[start of SUPPLIED MATERIAL]

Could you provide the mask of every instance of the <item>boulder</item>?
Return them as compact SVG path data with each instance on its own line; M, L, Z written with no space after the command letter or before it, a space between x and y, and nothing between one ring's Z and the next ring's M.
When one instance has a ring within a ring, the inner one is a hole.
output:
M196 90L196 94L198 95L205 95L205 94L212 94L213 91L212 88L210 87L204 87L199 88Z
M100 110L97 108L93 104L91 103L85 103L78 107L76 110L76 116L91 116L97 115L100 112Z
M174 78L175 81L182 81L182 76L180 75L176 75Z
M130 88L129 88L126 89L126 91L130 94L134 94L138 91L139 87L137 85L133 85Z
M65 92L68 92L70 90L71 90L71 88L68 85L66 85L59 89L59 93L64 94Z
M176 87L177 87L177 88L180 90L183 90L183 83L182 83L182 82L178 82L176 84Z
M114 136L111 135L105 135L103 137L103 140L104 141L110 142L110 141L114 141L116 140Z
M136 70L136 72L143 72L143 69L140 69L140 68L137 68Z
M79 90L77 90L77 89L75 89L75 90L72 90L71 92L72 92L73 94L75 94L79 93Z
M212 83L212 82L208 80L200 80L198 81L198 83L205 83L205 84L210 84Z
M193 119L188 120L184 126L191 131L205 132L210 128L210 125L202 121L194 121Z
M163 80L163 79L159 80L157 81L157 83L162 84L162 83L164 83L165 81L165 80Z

[end of SUPPLIED MATERIAL]
[start of SUPPLIED MATERIAL]

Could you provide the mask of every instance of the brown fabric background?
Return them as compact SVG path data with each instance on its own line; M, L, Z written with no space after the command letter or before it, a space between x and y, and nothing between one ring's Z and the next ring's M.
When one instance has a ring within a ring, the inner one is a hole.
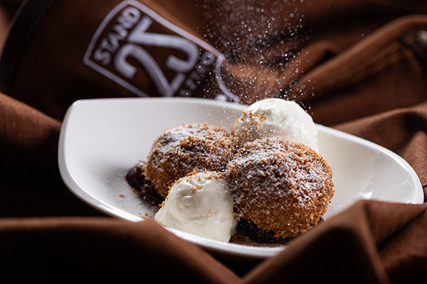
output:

[end of SUPPLIED MATERIAL]
[start of SUPPLIED MATERIAL]

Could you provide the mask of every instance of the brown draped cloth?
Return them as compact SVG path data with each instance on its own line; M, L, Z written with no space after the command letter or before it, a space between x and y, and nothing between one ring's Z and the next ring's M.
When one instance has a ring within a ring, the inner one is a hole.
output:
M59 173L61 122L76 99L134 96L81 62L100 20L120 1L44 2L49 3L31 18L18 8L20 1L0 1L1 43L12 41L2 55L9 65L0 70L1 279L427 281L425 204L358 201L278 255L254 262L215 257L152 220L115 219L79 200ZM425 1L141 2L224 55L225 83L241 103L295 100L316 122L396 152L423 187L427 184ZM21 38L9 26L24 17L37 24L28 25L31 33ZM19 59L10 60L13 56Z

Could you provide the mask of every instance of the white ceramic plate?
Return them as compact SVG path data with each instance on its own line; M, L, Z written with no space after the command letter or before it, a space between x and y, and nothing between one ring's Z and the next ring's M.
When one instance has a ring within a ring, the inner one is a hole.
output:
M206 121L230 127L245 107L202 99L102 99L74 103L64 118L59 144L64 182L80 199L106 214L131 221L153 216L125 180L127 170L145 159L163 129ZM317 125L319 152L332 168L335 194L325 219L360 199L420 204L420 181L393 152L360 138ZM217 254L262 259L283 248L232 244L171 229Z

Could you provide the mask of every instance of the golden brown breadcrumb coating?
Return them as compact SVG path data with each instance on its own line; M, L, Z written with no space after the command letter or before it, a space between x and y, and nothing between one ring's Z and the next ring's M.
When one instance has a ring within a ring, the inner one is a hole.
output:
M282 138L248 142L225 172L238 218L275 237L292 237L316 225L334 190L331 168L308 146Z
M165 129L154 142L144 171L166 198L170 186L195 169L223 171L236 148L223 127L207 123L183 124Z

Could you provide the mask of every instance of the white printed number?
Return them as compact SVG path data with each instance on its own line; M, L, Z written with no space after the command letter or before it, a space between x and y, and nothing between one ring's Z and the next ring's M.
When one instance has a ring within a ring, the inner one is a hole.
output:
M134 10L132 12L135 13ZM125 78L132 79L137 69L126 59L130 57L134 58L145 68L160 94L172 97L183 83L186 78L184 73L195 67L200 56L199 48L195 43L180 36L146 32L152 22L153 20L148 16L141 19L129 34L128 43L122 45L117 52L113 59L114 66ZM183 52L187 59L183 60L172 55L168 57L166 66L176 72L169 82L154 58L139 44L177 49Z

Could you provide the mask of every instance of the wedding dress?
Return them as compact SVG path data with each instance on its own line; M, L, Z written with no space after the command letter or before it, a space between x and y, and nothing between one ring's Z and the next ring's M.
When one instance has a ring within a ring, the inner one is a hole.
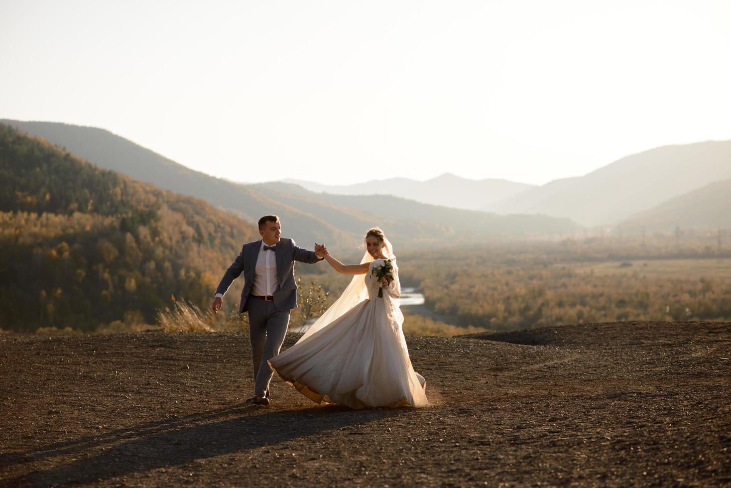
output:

[end of SUPPLIED MATERIAL]

TASK DIRECTIONS: Determine how many lines in the data above contain the string "white", with case counting, and reply with only that number.

ANSWER FOR THIS EXERCISE: 2